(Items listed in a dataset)

◆ ◆ ◆ ◆ ◆ ◆ ◆

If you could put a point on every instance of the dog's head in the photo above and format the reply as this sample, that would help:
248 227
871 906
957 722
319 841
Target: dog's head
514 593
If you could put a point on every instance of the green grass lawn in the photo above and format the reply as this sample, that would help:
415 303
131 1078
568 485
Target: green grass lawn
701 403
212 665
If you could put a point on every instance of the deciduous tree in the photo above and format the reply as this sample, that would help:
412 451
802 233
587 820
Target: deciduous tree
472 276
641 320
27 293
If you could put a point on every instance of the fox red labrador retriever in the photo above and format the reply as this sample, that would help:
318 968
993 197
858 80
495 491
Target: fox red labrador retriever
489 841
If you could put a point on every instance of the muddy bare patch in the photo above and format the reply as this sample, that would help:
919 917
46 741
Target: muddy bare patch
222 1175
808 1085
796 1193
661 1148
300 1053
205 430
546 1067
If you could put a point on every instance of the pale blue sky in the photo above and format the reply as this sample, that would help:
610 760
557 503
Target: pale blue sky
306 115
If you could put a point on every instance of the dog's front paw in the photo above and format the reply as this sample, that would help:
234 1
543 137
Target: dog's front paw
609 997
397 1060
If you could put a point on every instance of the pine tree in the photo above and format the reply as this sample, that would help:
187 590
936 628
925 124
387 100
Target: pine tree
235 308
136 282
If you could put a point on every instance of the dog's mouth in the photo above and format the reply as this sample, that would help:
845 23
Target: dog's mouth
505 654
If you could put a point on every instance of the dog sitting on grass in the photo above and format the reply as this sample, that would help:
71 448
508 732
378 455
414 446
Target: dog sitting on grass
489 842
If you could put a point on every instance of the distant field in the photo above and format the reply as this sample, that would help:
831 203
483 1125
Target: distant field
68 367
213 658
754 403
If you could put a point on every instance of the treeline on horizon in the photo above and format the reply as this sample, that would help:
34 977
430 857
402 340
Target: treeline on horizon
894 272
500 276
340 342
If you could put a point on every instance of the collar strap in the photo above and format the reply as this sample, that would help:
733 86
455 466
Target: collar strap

◆ ◆ ◆ ◆ ◆ ◆ ◆

Count every line of the entries that includes "strap", and say the number alone.

2